**SHORT TASK**
Copy out the lines below again, unchanged, beginning at the line containing "Please mark the white fence rail" and ending with the line containing "(864, 1223)", both included.

--

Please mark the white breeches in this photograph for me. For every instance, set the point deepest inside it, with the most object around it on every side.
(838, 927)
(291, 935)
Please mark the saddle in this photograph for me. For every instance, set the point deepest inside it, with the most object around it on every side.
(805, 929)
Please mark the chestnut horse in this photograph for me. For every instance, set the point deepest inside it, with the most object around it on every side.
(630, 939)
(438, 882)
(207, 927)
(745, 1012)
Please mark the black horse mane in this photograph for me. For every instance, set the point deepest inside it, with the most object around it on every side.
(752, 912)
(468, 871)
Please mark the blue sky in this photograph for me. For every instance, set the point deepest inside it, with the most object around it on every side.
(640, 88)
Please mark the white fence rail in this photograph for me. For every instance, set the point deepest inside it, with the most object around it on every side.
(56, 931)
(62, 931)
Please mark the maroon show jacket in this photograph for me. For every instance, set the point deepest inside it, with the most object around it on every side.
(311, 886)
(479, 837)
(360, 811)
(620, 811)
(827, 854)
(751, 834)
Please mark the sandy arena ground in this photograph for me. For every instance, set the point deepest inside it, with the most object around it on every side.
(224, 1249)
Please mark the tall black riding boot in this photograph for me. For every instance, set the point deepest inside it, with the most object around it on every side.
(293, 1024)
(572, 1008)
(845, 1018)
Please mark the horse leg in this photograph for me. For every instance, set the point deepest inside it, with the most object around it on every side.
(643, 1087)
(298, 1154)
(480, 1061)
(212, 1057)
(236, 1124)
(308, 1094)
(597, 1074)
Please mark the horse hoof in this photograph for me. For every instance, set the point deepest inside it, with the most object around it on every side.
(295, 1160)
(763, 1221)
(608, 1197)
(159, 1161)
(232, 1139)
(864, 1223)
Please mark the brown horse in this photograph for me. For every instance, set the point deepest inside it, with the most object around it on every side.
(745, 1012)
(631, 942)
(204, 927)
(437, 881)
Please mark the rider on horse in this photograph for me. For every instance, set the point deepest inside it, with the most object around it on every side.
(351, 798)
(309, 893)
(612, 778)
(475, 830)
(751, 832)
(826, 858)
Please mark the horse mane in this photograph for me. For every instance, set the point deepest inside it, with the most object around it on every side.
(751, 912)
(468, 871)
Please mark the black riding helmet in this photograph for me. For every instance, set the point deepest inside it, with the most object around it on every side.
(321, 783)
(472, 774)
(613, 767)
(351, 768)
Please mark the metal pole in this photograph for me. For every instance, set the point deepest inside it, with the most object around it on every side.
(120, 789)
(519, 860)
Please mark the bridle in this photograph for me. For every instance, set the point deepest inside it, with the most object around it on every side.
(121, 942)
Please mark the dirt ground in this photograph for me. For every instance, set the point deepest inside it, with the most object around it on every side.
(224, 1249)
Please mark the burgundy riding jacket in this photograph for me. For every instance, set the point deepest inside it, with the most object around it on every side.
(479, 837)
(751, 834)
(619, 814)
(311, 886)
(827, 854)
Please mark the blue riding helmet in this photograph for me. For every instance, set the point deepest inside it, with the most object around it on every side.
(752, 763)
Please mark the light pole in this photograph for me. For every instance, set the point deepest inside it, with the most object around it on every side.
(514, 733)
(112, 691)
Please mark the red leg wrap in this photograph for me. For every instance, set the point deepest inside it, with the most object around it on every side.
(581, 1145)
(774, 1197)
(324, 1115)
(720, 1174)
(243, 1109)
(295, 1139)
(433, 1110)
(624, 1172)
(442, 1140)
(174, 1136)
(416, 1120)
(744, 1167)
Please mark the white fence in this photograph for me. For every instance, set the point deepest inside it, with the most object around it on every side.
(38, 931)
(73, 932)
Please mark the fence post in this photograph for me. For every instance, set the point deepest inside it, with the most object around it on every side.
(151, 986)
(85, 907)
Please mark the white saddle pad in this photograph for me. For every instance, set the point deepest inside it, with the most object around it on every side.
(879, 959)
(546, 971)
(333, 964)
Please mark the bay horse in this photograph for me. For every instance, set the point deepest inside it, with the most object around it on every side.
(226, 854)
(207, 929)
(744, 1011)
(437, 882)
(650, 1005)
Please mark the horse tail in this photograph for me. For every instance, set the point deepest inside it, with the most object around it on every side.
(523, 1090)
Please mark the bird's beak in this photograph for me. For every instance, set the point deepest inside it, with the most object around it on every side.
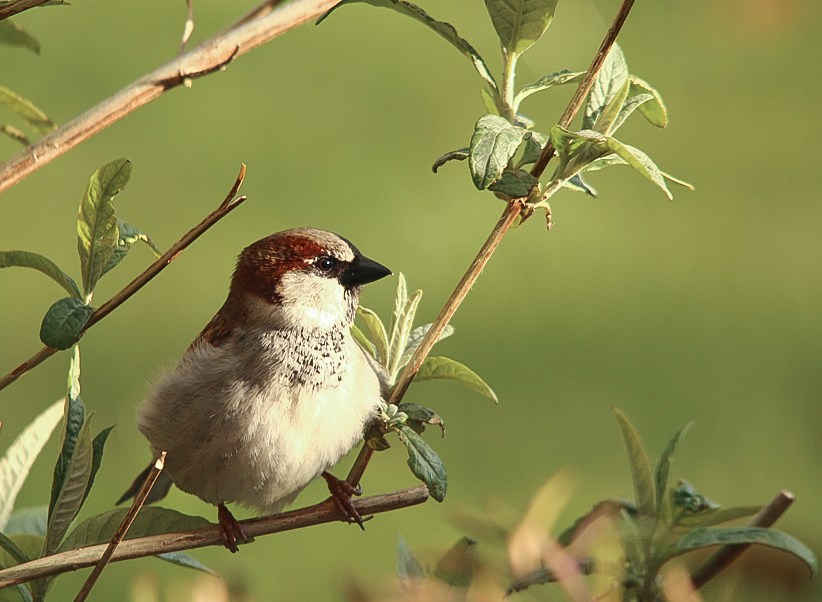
(362, 271)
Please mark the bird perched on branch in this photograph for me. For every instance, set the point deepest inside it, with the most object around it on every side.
(274, 391)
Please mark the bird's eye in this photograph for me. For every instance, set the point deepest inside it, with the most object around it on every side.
(326, 263)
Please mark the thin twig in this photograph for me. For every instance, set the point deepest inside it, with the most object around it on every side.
(120, 534)
(585, 85)
(512, 210)
(135, 285)
(725, 555)
(209, 56)
(324, 512)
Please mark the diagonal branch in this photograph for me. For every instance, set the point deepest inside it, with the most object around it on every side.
(135, 285)
(210, 56)
(324, 512)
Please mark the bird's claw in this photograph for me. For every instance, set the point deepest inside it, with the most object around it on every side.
(341, 492)
(230, 529)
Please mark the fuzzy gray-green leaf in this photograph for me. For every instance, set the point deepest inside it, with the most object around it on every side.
(20, 455)
(444, 368)
(446, 30)
(493, 144)
(640, 467)
(713, 536)
(424, 462)
(64, 322)
(520, 23)
(26, 259)
(25, 109)
(97, 231)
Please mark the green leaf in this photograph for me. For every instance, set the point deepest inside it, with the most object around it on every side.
(514, 183)
(607, 84)
(25, 259)
(97, 230)
(446, 30)
(418, 414)
(31, 521)
(184, 560)
(408, 567)
(97, 447)
(73, 490)
(443, 368)
(548, 81)
(456, 567)
(713, 536)
(63, 323)
(461, 154)
(493, 144)
(363, 341)
(520, 23)
(612, 110)
(663, 468)
(640, 467)
(15, 133)
(415, 338)
(376, 331)
(400, 332)
(21, 454)
(424, 462)
(14, 36)
(25, 109)
(655, 112)
(151, 520)
(127, 236)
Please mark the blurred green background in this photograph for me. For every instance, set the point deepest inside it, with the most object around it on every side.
(705, 308)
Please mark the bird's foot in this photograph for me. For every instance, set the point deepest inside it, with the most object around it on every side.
(230, 528)
(341, 492)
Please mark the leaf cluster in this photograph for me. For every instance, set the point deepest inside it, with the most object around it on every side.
(392, 349)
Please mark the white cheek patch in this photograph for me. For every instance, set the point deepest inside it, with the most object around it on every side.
(312, 301)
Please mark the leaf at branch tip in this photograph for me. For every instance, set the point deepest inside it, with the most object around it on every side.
(493, 144)
(363, 341)
(610, 79)
(514, 183)
(402, 323)
(655, 112)
(127, 236)
(151, 520)
(184, 560)
(26, 259)
(520, 23)
(444, 368)
(701, 538)
(461, 154)
(415, 338)
(456, 567)
(64, 322)
(21, 454)
(14, 36)
(424, 462)
(73, 491)
(97, 230)
(446, 30)
(25, 109)
(376, 330)
(548, 81)
(640, 467)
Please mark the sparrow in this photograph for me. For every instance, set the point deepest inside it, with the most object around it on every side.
(275, 390)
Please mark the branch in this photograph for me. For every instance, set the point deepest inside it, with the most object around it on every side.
(135, 285)
(208, 57)
(725, 555)
(585, 84)
(324, 512)
(512, 211)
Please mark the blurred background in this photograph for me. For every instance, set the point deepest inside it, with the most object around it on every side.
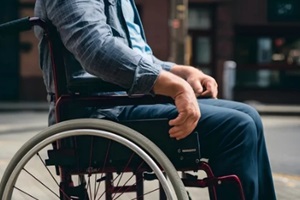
(258, 37)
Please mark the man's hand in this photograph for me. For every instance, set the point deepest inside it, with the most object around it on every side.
(202, 84)
(185, 101)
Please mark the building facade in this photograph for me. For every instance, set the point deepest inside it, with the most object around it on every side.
(260, 36)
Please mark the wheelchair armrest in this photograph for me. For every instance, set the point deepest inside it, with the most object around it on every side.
(82, 82)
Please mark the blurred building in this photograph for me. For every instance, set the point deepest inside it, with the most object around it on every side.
(261, 36)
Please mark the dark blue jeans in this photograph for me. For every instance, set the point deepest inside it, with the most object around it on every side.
(231, 137)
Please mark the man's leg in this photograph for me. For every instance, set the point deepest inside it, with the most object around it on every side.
(266, 186)
(228, 138)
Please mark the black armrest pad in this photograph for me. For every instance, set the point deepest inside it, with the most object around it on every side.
(85, 83)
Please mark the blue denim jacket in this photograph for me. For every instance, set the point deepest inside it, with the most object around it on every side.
(95, 32)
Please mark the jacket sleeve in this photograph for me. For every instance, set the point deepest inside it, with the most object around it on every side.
(165, 65)
(83, 29)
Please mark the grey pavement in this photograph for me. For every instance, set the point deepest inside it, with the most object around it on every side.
(19, 124)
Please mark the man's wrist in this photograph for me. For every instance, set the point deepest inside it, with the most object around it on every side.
(169, 84)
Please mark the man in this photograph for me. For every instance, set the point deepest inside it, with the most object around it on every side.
(106, 37)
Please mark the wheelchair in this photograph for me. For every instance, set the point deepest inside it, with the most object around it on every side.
(84, 158)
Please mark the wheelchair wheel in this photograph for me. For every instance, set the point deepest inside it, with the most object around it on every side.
(106, 161)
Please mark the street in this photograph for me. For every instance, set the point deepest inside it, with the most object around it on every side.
(282, 136)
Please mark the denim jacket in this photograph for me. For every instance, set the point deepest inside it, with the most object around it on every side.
(95, 33)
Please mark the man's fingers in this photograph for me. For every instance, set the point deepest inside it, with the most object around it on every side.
(197, 87)
(180, 119)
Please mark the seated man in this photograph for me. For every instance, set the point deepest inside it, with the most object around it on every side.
(107, 39)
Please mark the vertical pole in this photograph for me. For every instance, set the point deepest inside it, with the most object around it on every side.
(178, 27)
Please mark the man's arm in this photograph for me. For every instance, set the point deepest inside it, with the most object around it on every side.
(185, 100)
(202, 84)
(85, 33)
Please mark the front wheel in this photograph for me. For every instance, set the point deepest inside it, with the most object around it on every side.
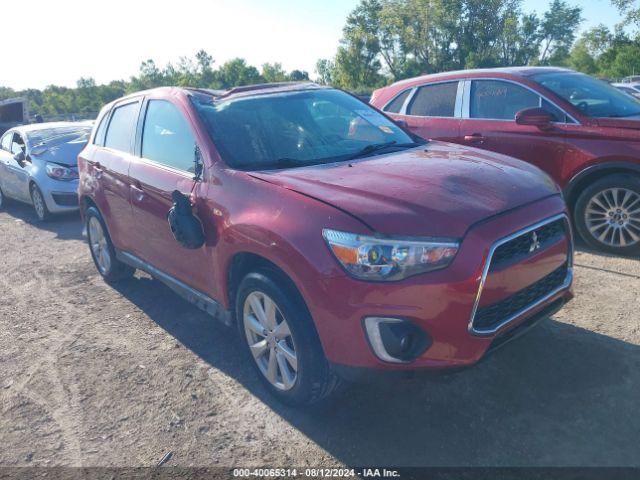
(607, 214)
(102, 250)
(281, 339)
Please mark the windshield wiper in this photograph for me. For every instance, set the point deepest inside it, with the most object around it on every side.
(369, 149)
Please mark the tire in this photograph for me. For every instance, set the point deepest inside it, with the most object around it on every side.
(102, 250)
(607, 214)
(39, 205)
(314, 381)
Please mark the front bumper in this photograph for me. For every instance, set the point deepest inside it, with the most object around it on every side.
(60, 196)
(442, 303)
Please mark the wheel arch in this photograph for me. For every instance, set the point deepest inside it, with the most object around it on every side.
(591, 174)
(244, 262)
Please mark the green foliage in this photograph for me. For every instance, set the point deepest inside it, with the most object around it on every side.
(87, 98)
(387, 40)
(600, 52)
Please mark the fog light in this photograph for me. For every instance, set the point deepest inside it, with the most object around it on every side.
(395, 340)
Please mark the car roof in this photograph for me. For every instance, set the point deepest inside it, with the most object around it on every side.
(36, 127)
(503, 71)
(243, 91)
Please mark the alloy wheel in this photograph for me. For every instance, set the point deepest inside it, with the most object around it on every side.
(99, 245)
(613, 217)
(270, 340)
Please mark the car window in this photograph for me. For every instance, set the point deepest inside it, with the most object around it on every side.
(437, 100)
(396, 104)
(557, 114)
(297, 128)
(102, 128)
(122, 127)
(6, 142)
(17, 145)
(592, 97)
(167, 137)
(497, 100)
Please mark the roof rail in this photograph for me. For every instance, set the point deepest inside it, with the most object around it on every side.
(261, 86)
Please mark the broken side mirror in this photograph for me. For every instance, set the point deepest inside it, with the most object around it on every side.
(20, 157)
(198, 168)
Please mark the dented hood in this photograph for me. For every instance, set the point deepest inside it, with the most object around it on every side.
(439, 189)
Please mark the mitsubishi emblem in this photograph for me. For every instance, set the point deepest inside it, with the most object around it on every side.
(535, 243)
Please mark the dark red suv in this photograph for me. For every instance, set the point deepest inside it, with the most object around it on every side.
(581, 131)
(336, 241)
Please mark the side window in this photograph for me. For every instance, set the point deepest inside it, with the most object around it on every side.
(557, 114)
(438, 100)
(496, 100)
(122, 127)
(18, 144)
(167, 137)
(396, 104)
(6, 142)
(102, 128)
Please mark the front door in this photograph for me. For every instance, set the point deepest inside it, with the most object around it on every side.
(15, 178)
(489, 123)
(5, 156)
(431, 112)
(166, 163)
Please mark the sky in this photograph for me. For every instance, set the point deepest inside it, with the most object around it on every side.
(64, 40)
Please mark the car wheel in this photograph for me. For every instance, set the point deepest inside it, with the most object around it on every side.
(102, 250)
(281, 340)
(607, 214)
(39, 205)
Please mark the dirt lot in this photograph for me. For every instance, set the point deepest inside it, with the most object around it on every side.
(96, 376)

--

**WRITTEN RESPONSE**
Please mark the white fence rail in this photograph for me. For every instance, set the point deepest inside it, with the most object around it on every side.
(56, 931)
(62, 931)
Please mark the maroon show jacket in this photograph for me. For every instance, set the point deepest inside it, with the most object around it on every side.
(311, 886)
(479, 837)
(360, 811)
(620, 811)
(827, 854)
(751, 834)
Please mark the sandy arena ground in this photograph for me. For every instance, set the point deepest inside it, with the most object around it on every side.
(224, 1249)
Please mark the tall black riding boot in this photograph for me. For every instance, set the point deepest inside it, with the most object around it on every side.
(293, 1024)
(572, 1008)
(845, 1018)
Please mark the horse leg in this photograph for me. For every instance, set the point deepest inside it, with the most object around it on every side.
(643, 1087)
(298, 1154)
(480, 1061)
(212, 1057)
(236, 1124)
(308, 1094)
(597, 1074)
Please mark the horse hoof in this photograph for me. For every instance, set the point deepest inside it, with the most object around it on every side.
(295, 1160)
(763, 1221)
(608, 1197)
(159, 1161)
(232, 1139)
(864, 1223)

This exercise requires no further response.